Stated goal A =
According to the SQL tricks post, why does joining with USING prevent the error that says the column reference "friend_id" is ambiguous?
Stated goal B =
Reproduce everything in the SQL tricks post from "Noah Over, Application" down to "familiar with them.".

Excerpt to read =
________________________

10 SQL Tricks That I Like

Noah Over, Application Developer

Article Categories: #Code, #Back-end Engineering, #Data & Analytics, #Performance

Posted on

A list of 10 SQL tricks I have picked up over my time working with databases that could help improve your queries

At my previous job, I wrote raw SQL a lot for our massive internal database. Over time, I picked up a few little tricks that allowed me to condense my queries or improve their performance. Recently, I've been getting the itch to revisit some SQL stuff and I'm going to use this blog post as an excuse to write some raw SQL without the help of Ecto or ActiveRecord or anything like that. Hopefully, this exercise of me goofing around will help you learn something. Guess we'll see. While none of these tricks are particularly complicated, developers less familiar with SQL may not be familiar with them.

1. USING #

SELECT friend_id, e.name AS entree, d.name AS dessert
FROM entrees e
  INNER JOIN desserts d USING (friend_id);

USING is helpful for simplifying your join when you are joining two tables on columns with the same name. In the above example, you have two tables which are lists of entrees and desserts and the ID of the friend who knows how to prepare them. If you have offers from multiple friends to come over for dinner, you want to know what possible combinations of entree and dessert each friend can make for you before you decide which offer to accept, so you run this query. USING makes it so you do not have to write out ON e.friend_id = d.friend_id, but what I find particularly helpful is that you no longer have to qualify which friend_id you are referring to. This prevents the ever-frustrating error ERROR: column reference "friend_id" is ambiguous when you forget to put e. or d. in front of friend_id.

2. COALESCE #

SELECT c.id as client_id, COALESCE(c.email, c.phone) AS contact_method
FROM clients c;

COALESCE takes a list of columns (or other info) and returns the first non-NULL one. In the example, you have a table of your business's clients and you want to get a list of them with a singular way to contact them. You prefer to contact them over email, so if they provide you with an email address, return the email address. Otherwise, you will settle for returning the phone number if the email address is not present. Thanks to COALESCE you now just have one column and you do not need to select both columns individually and compare them.

3. CASE #

SELECT CASE
  WHEN c.country = 'US' THEN c.state
  ELSE c.country END AS region
FROM clients c;

CASE operates similarly to if, else if, and else statements. It returns what comes after THEN for the first WHEN statement that is true. If none of the WHEN statements are true, it returns what is under the ELSE statement. In the example, you want to send a gift to each of your clients because of how much you appreciate them, but first, you want to approximate shipping costs so you need to find out where they all live. If they don't live in the United States, you're fine with just calculating the shipping costs based on the country, but otherwise, you want to know which specific state they live in. CASE allows you to check the country condition and return the shipping region based off that check.

________________________

Data excerpts =

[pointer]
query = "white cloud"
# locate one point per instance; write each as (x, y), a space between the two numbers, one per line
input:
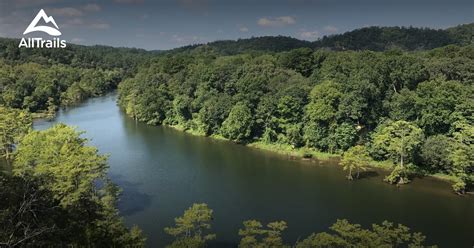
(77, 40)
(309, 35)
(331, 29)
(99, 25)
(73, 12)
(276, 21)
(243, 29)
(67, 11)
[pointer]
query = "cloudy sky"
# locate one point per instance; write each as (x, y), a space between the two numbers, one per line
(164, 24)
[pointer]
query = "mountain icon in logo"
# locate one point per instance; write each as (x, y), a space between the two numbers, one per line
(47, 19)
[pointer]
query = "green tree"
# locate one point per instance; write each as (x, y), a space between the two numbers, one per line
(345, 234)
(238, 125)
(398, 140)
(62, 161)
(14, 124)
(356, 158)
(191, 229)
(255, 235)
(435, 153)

________________________

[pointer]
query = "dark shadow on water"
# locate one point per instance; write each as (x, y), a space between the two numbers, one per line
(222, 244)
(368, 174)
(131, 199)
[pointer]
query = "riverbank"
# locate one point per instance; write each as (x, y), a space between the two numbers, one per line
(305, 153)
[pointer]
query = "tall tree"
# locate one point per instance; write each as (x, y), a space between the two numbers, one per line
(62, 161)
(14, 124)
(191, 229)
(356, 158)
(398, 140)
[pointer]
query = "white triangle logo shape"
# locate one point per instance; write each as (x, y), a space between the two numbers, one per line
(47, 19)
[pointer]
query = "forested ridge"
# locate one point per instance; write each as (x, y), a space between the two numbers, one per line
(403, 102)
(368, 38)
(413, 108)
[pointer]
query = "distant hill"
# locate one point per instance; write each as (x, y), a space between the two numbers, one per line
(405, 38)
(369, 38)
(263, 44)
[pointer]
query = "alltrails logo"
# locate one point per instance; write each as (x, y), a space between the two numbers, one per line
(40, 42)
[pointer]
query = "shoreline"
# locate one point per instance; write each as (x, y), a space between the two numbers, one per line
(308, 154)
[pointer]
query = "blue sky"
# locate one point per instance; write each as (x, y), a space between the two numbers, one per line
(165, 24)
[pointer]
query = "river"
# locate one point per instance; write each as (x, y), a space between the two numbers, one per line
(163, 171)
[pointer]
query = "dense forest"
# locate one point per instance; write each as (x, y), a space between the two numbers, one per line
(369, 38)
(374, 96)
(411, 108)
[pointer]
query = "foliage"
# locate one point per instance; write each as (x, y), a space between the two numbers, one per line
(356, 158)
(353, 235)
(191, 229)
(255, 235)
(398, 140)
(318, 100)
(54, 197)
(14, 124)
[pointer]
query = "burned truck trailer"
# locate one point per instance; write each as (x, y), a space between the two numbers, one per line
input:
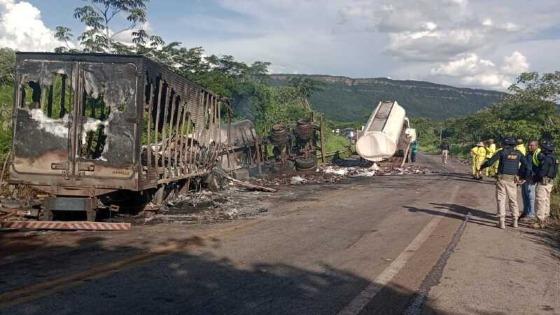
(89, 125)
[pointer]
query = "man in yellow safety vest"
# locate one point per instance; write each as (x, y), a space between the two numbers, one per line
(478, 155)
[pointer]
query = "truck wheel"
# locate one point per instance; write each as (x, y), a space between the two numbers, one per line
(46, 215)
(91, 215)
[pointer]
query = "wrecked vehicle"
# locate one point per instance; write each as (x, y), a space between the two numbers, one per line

________________________

Full response A =
With USING, you no longer have to qualify which friend_id you are referring to. Forgetting to put e. or d. in front of friend_id therefore no longer causes that error.

Full response B =
Noah Over, Application Developer

Article Categories: #Code, #Back-end Engineering, #Data & Analytics, #Performance

Posted on

A list of 10 SQL tricks I have picked up over my time working with databases that could help improve your queries

At my previous job, I wrote raw SQL a lot for our massive internal database. Over time, I picked up a few little tricks that allowed me to condense my queries or improve their performance. Recently, I've been getting the itch to revisit some SQL stuff and I'm going to use this blog post as an excuse to write some raw SQL without the help of Ecto or ActiveRecord or anything like that. Hopefully, this exercise of me goofing around will help you learn something. Guess we'll see. While none of these tricks are particularly complicated, developers less familiar with SQL may not be familiar with them.